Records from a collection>
========================================================================

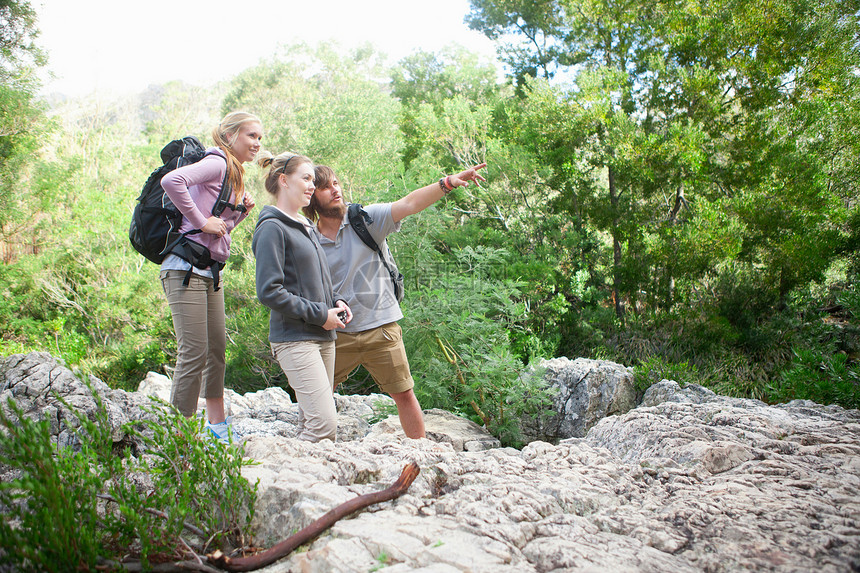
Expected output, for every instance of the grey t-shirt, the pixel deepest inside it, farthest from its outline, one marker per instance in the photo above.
(358, 275)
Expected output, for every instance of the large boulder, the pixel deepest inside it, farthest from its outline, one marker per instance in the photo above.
(585, 391)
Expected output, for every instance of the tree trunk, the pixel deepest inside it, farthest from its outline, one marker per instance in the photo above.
(616, 247)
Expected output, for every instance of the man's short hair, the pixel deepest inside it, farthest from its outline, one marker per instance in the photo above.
(323, 176)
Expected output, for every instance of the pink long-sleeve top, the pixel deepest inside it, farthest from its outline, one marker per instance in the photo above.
(194, 190)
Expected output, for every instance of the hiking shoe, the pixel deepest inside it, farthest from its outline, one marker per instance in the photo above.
(220, 432)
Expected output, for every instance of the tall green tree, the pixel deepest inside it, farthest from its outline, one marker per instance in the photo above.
(20, 114)
(649, 110)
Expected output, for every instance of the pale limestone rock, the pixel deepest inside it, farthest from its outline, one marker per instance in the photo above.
(688, 481)
(585, 392)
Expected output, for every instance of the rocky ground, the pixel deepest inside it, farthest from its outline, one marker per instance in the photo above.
(685, 481)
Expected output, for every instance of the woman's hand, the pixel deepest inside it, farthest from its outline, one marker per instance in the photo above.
(334, 320)
(248, 201)
(462, 179)
(345, 318)
(215, 226)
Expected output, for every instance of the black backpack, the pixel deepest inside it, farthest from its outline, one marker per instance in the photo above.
(359, 219)
(154, 230)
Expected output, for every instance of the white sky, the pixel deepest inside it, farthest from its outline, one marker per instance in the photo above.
(122, 46)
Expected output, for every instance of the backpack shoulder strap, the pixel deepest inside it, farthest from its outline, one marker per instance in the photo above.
(358, 219)
(224, 195)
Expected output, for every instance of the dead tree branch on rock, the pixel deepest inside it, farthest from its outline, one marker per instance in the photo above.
(285, 547)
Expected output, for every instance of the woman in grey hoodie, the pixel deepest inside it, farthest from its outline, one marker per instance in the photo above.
(293, 281)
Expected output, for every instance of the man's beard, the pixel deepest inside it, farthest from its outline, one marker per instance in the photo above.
(333, 212)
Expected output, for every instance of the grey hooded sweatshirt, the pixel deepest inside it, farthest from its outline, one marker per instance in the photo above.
(292, 278)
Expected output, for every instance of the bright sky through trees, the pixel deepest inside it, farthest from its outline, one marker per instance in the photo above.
(110, 46)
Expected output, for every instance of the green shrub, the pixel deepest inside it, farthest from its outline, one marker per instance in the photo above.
(73, 508)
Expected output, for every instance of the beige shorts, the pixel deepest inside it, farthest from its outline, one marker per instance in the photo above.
(380, 350)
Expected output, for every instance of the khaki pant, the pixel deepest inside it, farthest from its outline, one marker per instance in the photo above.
(380, 350)
(201, 339)
(309, 366)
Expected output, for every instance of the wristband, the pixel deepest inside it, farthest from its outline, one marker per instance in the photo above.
(444, 189)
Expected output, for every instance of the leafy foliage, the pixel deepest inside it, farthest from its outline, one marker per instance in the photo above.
(74, 508)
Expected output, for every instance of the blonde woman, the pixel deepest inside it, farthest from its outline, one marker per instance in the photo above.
(196, 302)
(293, 281)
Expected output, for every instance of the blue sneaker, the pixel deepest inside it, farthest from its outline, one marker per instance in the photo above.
(221, 432)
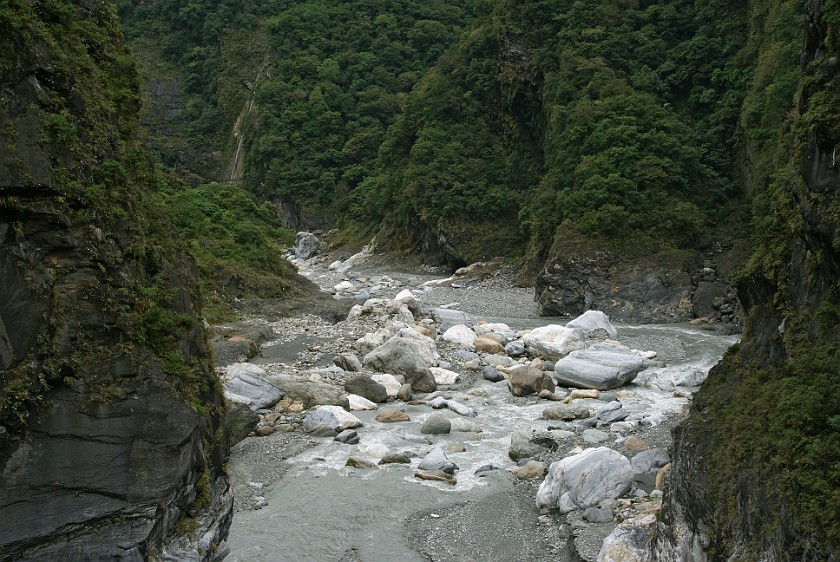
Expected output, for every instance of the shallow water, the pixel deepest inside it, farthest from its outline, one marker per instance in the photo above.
(321, 509)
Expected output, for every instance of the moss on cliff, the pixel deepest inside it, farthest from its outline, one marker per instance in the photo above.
(100, 307)
(763, 438)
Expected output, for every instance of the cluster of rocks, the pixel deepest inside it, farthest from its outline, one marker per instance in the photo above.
(437, 372)
(714, 301)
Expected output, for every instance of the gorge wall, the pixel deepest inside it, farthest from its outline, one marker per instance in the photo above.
(755, 473)
(112, 443)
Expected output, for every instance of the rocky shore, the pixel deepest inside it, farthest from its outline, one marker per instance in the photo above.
(454, 389)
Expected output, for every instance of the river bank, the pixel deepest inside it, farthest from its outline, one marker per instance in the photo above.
(297, 499)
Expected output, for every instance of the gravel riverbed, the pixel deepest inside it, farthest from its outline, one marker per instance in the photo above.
(288, 477)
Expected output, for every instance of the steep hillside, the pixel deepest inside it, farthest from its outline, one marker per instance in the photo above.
(756, 474)
(111, 441)
(290, 99)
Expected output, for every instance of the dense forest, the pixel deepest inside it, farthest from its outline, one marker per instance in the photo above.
(452, 131)
(610, 117)
(466, 130)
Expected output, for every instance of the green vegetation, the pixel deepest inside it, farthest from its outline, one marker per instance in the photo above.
(238, 244)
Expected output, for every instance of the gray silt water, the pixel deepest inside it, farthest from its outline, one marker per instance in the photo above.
(323, 511)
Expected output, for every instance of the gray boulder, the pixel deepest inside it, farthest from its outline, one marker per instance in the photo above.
(612, 412)
(572, 411)
(310, 393)
(441, 402)
(523, 445)
(448, 318)
(251, 390)
(652, 459)
(348, 436)
(593, 322)
(515, 348)
(689, 377)
(367, 388)
(348, 362)
(553, 341)
(435, 460)
(491, 374)
(585, 480)
(334, 417)
(436, 425)
(399, 356)
(601, 366)
(306, 245)
(524, 380)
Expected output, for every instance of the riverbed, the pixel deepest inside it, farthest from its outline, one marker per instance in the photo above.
(313, 507)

========================================================================

Problem description> Your task is to repeat the entries above exactly, omitting the pictures.

Answer to this exercise>
Expected output, for every instance of the grey t-shirt, the pixel deepest inside it, farthest from its outline, one marker per instance in the photo above.
(358, 275)
Expected output, for every instance of the large boulder, the pixel deepest inside it, farthest from its outline, one marker per instance in the photo above.
(585, 391)
Expected output, for every instance of the tree trunk, the pixel deepest inside it, farthest from its outline, one marker per instance in the photo above.
(616, 247)
Expected output, for every instance of the man's short hair, the pixel deepest inside it, farthest from its outline, one marker per instance in the photo above.
(323, 176)
Expected output, for every instance of the pink long-sleeve top, the pixel deepest inside it, farthest from its outline, one marker per instance in the photo above.
(194, 190)
Expected output, for every instance of the hiking shoe, the pixel deepest inside it, farthest from its outline, one marker per instance in the photo above.
(220, 432)
Expected output, for every instance of the tall green tree, the pixel deepest inside it, farthest from its outline, one marker per instance in the photo above.
(20, 114)
(649, 110)
Expected output, for every instance of the pale limestone rock, the pixel deepest inside it, farthest from its outline, one marker per instance in the photo above.
(688, 481)
(585, 392)
Expected output, for every instance of the rocky ground, the pixel deepest inside it, farthest from its outline, one marker per instance in the photo above.
(685, 481)
Expected output, for every instance of the woman's hand, the pixel deepest inside it, farthest from its outline, one marker per instance in the photo above.
(334, 320)
(248, 201)
(462, 179)
(345, 318)
(215, 226)
Expected output, for every instance of the black backpack, the pixel deepest inside it, farthest from its outline, one marker per instance in the photo above.
(359, 219)
(154, 230)
Expected output, for every instance of the white sky, the pixel deepest inside it, farthest from its outline, one marker per instance in the photo above.
(122, 46)
Expected output, for every instance of the backpack shoulder strap, the pixel deepest inside it, farthest from its outline, one marker per instance in the photo above.
(358, 219)
(224, 195)
Expected output, for every instance of the dead tree branch on rock, the pixel deepest inside it, farthest from its outline, one marker per instance in the photo above.
(285, 547)
Expected output, for every instance of the woman in grey hoodie, the pixel deepest inside it, farthest from its outline, one marker per instance in the photo above.
(293, 281)
Expected output, for every instance of the man's beard, the pixel deepest inside it, farthest from its outline, one marker per instance in the photo above.
(333, 212)
Expected output, for every instance of the grey hooded sweatshirt, the pixel deepest inside it, farthest from its outline, one marker per instance in the photo above.
(292, 278)
Expected output, for every instance of the bright sky through trees, the pixel deepest inside it, farthest from its outline, one marker per instance in the photo above.
(110, 46)
Expected output, for every instance of the green shrub, the pixel deepest inside it, farthest from its outline, one marker per instance in the photo above.
(73, 508)
Expected output, for every instance of the beige shorts, the pixel deepest inside it, farthest from its outline, one marker per instance in the photo above.
(380, 350)
Expected output, for every instance of the khaki pant, the pixel deepest inside it, farthest from its outline, one marker per instance in the photo above.
(380, 350)
(201, 339)
(309, 366)
Expected output, for every instance of the wristband, the pixel deepest inside it, farthest from its outline, one marker per instance in the photo above.
(444, 189)
Expected output, for every instance of the leafy foliage, the pixel deepest inside it, farthest from its outline, one marker per instance in the photo above.
(74, 508)
Expected output, for every instance of the blonde woman, the pixel deepest inside it, farthest from its outline, one marker per instance in the photo above.
(196, 302)
(293, 281)
Expected output, for every instance of the blue sneaker, the pixel deepest inside it, farthest from its outline, one marker per instance in the photo above.
(221, 432)
Expected output, for every instance of the shallow water, the pixel deepest inside it, farthest from its outline, one marker per instance in the photo above.
(321, 509)
Expected output, for every instance of the moss on cliff, the pixel deepest inside it, farthest from its outline, one marker per instance in the photo above.
(100, 307)
(763, 438)
Expected output, for every instance of the cluster of rocks, the pixel deepest inside it, farthest from its outline, one marker per instance in the photo above.
(437, 372)
(714, 301)
Expected output, for every instance of the gorge wall, the pixel deepest inside it, farthest from its outline, one marker per instance in the photo above.
(755, 473)
(112, 443)
Expected output, for every instance of the rocky shore, the pixel deepest inside it, farthest from its outline, one marker per instance in the photo above.
(454, 389)
Expected output, for every instance of the river bank, the pixel deepest inside it, farthest from its outline, one marker per instance in the photo above.
(297, 499)
Expected output, for every instance of the gravel riverbed, the pixel deepest inside it, farthest from its outline, one marker per instance in the photo above.
(288, 477)
Expected output, for every instance of the steep hillside, the pixel deepest inside it, farthest from its outline, one marker per instance in the photo above.
(756, 474)
(111, 441)
(290, 99)
Expected output, for every instance of the dense forest, the pixel deepest inside it, farthest from its outline, one marker per instance in the photo above.
(452, 131)
(610, 117)
(466, 130)
Expected output, for every instance of the green vegetation, the pixel deepest inside it, farthest from its outline, one marker per instance in the photo above.
(238, 244)
Expected output, for every instance of the gray silt water, the pixel deepest inside it, farthest from its outline, one marker per instance in the photo above.
(323, 511)
Expected output, for every instance of the gray boulder, the pixel deepest inside it, farthest from its outline, one marker per instance in the photo above.
(612, 412)
(572, 411)
(310, 393)
(441, 402)
(523, 445)
(448, 318)
(251, 390)
(652, 459)
(348, 436)
(593, 322)
(515, 348)
(689, 377)
(367, 388)
(348, 362)
(553, 341)
(435, 460)
(491, 374)
(585, 480)
(334, 417)
(436, 425)
(399, 356)
(601, 366)
(306, 245)
(524, 380)
Expected output, for every instance of the riverbed, the pixel deepest inside it, farthest from its outline, one marker per instance in the photo above.
(313, 507)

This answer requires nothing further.